◆ **Task goal**
Reading through the lines below, count those that include the string "stone"; the answer is that number and nothing else.

● ● ● ●

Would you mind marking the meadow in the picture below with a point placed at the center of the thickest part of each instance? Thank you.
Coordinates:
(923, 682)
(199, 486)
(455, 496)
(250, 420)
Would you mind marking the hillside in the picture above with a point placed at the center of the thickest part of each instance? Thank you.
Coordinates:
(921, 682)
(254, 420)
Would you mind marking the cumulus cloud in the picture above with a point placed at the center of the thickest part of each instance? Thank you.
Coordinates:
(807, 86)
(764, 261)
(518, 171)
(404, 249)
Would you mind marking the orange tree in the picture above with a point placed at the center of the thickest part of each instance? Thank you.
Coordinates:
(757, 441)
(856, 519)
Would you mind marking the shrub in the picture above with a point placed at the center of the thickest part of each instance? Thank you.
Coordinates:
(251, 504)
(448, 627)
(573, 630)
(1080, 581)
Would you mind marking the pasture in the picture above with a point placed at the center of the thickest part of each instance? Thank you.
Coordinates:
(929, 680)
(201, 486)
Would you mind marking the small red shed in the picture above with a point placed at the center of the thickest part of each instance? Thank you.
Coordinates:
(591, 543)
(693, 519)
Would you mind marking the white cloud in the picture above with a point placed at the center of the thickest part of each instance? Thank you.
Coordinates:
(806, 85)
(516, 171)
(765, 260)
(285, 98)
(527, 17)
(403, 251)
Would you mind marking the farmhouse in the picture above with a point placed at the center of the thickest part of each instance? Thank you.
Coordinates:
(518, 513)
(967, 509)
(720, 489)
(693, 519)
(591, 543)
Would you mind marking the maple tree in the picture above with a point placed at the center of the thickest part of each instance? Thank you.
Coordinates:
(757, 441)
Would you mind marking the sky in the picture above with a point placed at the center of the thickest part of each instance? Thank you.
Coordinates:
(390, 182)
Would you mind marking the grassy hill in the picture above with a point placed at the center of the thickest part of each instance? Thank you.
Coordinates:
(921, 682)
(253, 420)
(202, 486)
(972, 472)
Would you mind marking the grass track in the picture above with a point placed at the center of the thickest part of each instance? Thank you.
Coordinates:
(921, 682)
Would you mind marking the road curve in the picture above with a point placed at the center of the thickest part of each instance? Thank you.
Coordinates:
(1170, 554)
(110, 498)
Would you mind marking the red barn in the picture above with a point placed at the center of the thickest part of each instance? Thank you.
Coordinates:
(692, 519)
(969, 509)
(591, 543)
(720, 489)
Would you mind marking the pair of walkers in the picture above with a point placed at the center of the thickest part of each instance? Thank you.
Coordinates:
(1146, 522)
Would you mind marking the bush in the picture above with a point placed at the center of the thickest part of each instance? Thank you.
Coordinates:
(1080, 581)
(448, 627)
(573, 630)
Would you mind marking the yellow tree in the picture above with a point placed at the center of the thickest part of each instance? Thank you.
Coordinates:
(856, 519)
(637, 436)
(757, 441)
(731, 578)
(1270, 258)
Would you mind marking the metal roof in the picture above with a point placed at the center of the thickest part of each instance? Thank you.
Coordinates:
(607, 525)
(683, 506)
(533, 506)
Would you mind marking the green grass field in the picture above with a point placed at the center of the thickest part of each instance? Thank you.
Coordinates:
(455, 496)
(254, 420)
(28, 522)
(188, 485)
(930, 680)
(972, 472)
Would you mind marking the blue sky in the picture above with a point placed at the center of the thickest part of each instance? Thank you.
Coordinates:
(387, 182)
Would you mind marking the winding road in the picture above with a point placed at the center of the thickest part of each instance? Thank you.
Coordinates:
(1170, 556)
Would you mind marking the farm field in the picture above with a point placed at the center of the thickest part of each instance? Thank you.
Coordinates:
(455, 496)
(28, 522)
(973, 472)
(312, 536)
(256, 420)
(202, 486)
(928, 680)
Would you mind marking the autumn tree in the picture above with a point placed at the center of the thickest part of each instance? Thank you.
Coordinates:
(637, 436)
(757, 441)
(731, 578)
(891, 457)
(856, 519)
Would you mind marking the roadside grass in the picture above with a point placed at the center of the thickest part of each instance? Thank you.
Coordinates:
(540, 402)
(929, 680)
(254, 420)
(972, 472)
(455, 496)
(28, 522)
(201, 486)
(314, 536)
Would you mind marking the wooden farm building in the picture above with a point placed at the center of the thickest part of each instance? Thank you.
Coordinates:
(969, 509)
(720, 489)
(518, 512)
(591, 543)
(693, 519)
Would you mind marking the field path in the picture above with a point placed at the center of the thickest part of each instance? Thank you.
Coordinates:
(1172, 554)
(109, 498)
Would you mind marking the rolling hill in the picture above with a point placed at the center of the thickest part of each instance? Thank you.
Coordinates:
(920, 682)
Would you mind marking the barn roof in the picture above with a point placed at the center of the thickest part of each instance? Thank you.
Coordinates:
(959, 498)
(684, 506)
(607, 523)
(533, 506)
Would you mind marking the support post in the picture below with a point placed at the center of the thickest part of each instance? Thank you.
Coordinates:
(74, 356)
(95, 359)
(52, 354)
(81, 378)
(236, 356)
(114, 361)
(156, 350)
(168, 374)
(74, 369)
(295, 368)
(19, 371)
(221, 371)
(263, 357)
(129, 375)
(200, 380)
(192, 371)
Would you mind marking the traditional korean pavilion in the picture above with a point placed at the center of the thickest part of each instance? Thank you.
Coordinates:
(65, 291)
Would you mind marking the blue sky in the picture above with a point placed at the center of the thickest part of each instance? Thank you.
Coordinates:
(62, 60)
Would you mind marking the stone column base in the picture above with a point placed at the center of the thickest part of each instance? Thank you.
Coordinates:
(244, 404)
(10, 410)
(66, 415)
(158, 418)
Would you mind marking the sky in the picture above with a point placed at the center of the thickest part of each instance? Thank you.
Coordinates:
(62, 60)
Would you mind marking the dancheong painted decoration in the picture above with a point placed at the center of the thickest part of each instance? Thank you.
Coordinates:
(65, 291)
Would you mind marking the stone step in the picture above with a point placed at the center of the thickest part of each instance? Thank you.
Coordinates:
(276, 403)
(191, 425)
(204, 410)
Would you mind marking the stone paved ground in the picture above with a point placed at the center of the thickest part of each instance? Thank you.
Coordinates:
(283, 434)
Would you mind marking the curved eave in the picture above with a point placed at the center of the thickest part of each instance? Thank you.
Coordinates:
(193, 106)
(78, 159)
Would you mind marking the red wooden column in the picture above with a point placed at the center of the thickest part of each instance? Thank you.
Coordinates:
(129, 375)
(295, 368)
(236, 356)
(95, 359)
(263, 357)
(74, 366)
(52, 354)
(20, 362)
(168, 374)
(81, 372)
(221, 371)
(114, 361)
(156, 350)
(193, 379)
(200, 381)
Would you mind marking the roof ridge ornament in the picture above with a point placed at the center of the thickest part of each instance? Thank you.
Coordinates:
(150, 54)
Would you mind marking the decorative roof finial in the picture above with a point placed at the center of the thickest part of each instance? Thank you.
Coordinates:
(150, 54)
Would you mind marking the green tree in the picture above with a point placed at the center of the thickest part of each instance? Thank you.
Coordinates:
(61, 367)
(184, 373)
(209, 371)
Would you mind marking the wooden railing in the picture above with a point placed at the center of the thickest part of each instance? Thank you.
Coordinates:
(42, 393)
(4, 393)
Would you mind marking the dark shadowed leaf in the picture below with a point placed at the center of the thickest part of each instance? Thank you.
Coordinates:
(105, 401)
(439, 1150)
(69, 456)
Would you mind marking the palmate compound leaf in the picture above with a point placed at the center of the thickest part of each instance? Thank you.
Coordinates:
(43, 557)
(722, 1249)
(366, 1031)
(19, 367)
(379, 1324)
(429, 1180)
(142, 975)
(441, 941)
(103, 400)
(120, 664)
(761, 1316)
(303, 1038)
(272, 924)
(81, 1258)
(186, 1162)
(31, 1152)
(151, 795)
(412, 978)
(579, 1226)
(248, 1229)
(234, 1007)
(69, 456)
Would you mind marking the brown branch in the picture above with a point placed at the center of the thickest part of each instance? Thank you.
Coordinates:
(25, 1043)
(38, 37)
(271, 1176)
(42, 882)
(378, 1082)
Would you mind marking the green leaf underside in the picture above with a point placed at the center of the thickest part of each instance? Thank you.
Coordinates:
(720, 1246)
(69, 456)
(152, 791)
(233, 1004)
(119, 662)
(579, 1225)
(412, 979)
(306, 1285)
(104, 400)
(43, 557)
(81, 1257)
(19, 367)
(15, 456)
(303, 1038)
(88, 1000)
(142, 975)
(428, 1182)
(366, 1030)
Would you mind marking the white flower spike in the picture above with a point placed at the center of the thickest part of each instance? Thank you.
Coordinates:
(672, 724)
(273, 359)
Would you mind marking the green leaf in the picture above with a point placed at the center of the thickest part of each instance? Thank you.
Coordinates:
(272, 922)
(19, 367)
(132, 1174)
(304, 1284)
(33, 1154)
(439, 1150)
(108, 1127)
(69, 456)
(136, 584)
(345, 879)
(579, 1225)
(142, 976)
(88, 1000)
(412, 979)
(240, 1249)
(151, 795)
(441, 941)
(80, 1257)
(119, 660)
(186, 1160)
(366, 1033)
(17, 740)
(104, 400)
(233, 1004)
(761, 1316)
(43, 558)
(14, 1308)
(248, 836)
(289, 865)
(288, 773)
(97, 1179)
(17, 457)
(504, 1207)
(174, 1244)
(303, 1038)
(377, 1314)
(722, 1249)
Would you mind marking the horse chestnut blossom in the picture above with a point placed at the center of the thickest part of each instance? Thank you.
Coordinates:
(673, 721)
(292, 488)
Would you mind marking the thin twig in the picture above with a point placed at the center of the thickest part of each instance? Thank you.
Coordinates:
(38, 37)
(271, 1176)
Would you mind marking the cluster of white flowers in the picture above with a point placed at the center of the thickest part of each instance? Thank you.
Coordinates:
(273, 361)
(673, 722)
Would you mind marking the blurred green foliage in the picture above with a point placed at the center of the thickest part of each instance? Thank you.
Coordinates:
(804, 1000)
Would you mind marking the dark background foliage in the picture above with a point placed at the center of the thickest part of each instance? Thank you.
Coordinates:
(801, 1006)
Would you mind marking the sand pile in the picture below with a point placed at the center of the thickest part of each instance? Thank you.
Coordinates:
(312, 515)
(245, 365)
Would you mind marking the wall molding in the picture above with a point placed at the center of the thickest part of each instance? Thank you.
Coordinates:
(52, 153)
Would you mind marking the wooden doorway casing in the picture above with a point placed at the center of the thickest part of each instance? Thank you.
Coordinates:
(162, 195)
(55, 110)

● ● ● ●

◆ **Solution for this problem**
3